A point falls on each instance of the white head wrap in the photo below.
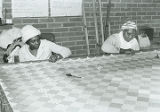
(129, 25)
(29, 32)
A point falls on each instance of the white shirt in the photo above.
(133, 44)
(44, 51)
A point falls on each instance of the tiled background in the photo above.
(69, 31)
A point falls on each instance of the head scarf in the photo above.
(129, 25)
(29, 32)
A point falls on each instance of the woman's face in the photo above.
(129, 34)
(34, 42)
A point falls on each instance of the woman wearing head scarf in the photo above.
(123, 42)
(38, 49)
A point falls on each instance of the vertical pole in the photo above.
(85, 28)
(101, 20)
(95, 20)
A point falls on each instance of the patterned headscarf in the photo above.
(129, 25)
(29, 32)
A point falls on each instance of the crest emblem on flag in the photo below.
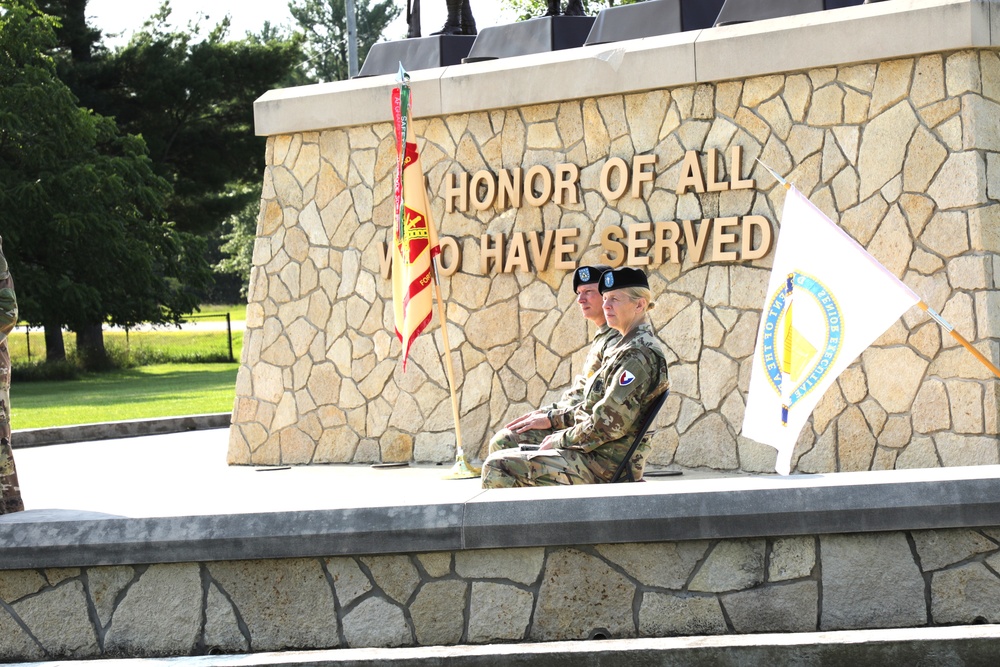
(829, 281)
(815, 341)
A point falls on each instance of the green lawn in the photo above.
(165, 372)
(166, 390)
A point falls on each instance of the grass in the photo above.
(164, 390)
(164, 372)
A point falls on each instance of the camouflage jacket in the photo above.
(615, 400)
(604, 339)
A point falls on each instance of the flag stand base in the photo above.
(461, 470)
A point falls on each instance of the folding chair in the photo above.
(625, 466)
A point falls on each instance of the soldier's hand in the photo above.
(513, 425)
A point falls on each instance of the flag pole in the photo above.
(959, 337)
(461, 469)
(922, 304)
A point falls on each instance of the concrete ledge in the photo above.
(654, 511)
(958, 645)
(862, 33)
(36, 437)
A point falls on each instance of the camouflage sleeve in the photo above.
(571, 398)
(561, 412)
(615, 413)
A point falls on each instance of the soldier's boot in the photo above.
(453, 24)
(468, 22)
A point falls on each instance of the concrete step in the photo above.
(969, 645)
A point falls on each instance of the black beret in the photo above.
(588, 275)
(622, 278)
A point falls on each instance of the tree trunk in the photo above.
(90, 348)
(55, 348)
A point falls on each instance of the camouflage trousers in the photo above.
(508, 468)
(507, 439)
(10, 490)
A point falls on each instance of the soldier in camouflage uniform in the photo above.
(11, 498)
(592, 440)
(532, 428)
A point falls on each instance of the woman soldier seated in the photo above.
(595, 437)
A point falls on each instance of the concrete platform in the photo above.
(172, 498)
(969, 646)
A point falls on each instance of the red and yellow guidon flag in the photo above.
(415, 240)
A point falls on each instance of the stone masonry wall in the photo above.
(904, 154)
(792, 584)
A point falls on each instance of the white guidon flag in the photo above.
(843, 300)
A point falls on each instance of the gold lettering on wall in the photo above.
(665, 239)
(696, 241)
(488, 253)
(614, 251)
(614, 166)
(566, 177)
(639, 176)
(485, 181)
(761, 223)
(509, 190)
(540, 251)
(456, 188)
(449, 249)
(721, 238)
(690, 174)
(564, 250)
(545, 192)
(635, 244)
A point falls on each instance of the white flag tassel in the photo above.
(844, 300)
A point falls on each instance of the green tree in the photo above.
(190, 95)
(237, 247)
(192, 101)
(324, 23)
(81, 208)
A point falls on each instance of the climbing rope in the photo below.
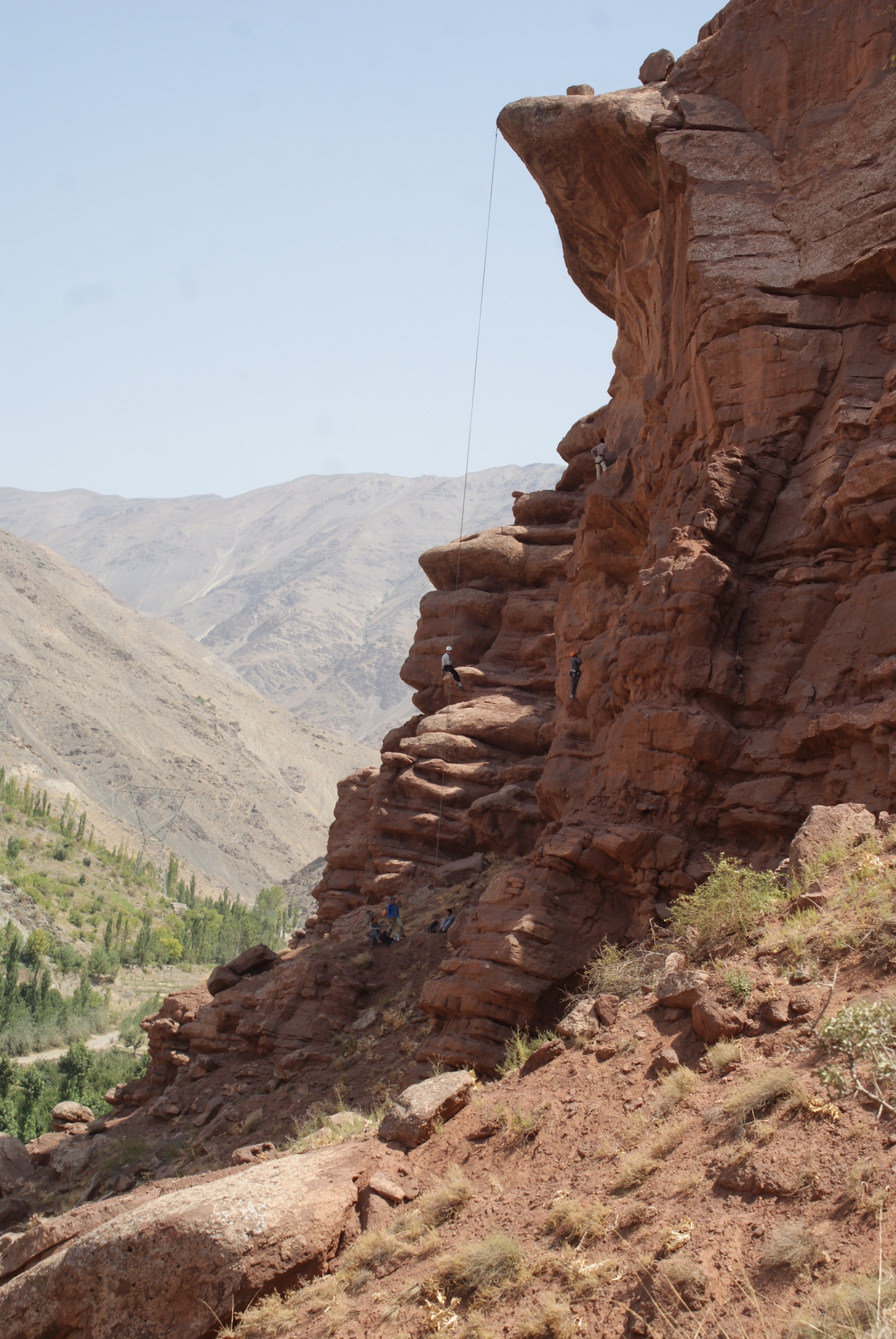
(467, 472)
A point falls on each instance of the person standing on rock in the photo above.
(394, 920)
(599, 456)
(448, 667)
(575, 674)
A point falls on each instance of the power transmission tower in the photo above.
(11, 690)
(154, 809)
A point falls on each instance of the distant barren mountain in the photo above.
(308, 590)
(116, 707)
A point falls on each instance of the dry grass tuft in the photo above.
(634, 1215)
(690, 1184)
(858, 1183)
(579, 1276)
(674, 1089)
(369, 1253)
(634, 1171)
(681, 1282)
(521, 1128)
(793, 1246)
(724, 1057)
(445, 1199)
(758, 1094)
(551, 1319)
(270, 1318)
(570, 1220)
(621, 971)
(475, 1327)
(441, 1203)
(519, 1050)
(851, 1309)
(480, 1270)
(319, 1131)
(667, 1139)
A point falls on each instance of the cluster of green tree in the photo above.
(210, 931)
(34, 1015)
(31, 804)
(216, 930)
(30, 1092)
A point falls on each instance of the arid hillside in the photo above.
(114, 706)
(308, 590)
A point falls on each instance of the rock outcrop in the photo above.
(728, 578)
(216, 1246)
(730, 585)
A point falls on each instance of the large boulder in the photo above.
(713, 1021)
(828, 828)
(69, 1113)
(413, 1116)
(221, 979)
(681, 989)
(15, 1164)
(587, 1017)
(253, 960)
(170, 1264)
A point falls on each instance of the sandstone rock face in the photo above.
(733, 573)
(15, 1164)
(213, 1246)
(827, 828)
(729, 580)
(413, 1116)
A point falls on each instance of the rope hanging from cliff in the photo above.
(467, 473)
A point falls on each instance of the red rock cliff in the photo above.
(732, 579)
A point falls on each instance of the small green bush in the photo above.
(726, 907)
(864, 1037)
(621, 971)
(519, 1050)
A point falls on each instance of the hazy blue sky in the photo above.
(243, 241)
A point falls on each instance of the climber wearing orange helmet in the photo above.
(448, 667)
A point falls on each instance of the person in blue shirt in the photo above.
(448, 667)
(575, 674)
(394, 920)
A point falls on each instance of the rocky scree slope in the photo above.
(634, 1175)
(729, 579)
(307, 590)
(109, 698)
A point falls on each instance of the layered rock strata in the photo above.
(729, 579)
(462, 776)
(732, 580)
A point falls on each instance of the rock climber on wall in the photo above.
(448, 667)
(599, 456)
(575, 673)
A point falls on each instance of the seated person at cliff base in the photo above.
(444, 926)
(378, 937)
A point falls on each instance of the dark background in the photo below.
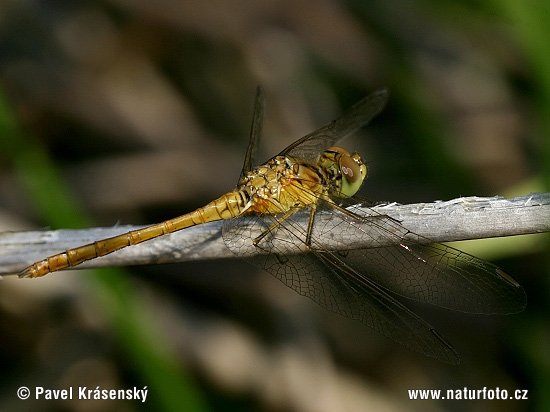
(135, 112)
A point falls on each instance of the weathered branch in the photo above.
(441, 221)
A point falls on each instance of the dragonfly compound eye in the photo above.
(354, 172)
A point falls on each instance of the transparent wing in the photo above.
(255, 131)
(414, 268)
(312, 145)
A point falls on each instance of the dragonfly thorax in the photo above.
(344, 172)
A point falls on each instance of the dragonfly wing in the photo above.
(255, 131)
(420, 270)
(326, 279)
(311, 146)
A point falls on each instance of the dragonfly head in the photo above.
(346, 171)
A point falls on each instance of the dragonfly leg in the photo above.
(274, 225)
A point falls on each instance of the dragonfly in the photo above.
(281, 214)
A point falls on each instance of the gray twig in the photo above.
(441, 221)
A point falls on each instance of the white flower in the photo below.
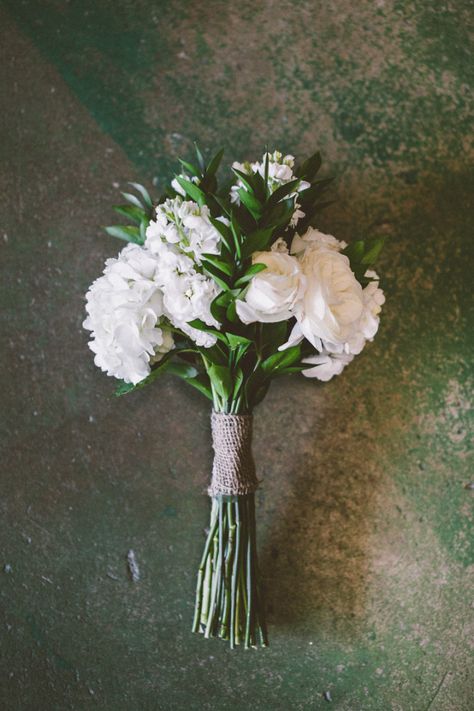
•••••
Exercise instructions =>
Can you write out everything from the line containing "A point falls on each instance of the red and" down to the line containing "(170, 1264)", both ends included, with each item's wording kept unchanged and every point coordinate multiplied by 0.7 and rounded to a whole number, halves rounding up? Omit the pictures.

Result of the exercise =>
A point falls on each instance of the red and yellow guidon flag in the photo above.
(291, 168)
A point falls on each instance of the stone masonry wall in the photo above.
(633, 108)
(554, 409)
A point falls on each instance of the white guidon flag in the photo above.
(590, 210)
A point falls on each instance of the gold lettering on wall in the photo above.
(466, 167)
(487, 169)
(342, 177)
(430, 176)
(430, 116)
(396, 124)
(447, 123)
(340, 127)
(533, 156)
(356, 133)
(378, 176)
(319, 132)
(314, 174)
(505, 167)
(483, 122)
(395, 175)
(382, 134)
(445, 171)
A point falls on each instance of the white flag tassel in the photo above.
(591, 210)
A point falls on each instance of the green tree in the photo above.
(133, 67)
(166, 173)
(134, 71)
(227, 16)
(57, 146)
A point falls on each instance of the climbing rope in the photo below.
(327, 330)
A point falls on each instance of the person standing on rock in the photo above.
(276, 644)
(419, 319)
(314, 467)
(403, 472)
A point falls on each instance of the power transmission tower in the photo above.
(8, 483)
(108, 566)
A point falls on each instance of the distant barren mountain in the photo above.
(216, 413)
(81, 495)
A point falls on each instance of the dry grass tuft in the photo above.
(444, 851)
(483, 829)
(601, 828)
(405, 893)
(472, 762)
(258, 877)
(444, 820)
(477, 897)
(365, 790)
(555, 872)
(507, 740)
(312, 839)
(531, 766)
(386, 923)
(189, 923)
(399, 854)
(435, 680)
(333, 929)
(309, 842)
(363, 735)
(596, 916)
(336, 889)
(223, 792)
(467, 797)
A point falls on each instance of the cluster of green tree in the photo above.
(147, 652)
(24, 711)
(22, 563)
(151, 651)
(21, 764)
A point falls on each instance of the arid hillside in the photo above.
(80, 494)
(216, 413)
A point falls on each instance of the rock outcrop in the photo above.
(510, 405)
(151, 872)
(511, 410)
A point falls on each instance of the large boulder in the photo above.
(499, 715)
(580, 580)
(48, 779)
(289, 781)
(155, 685)
(477, 692)
(11, 815)
(411, 712)
(177, 672)
(119, 885)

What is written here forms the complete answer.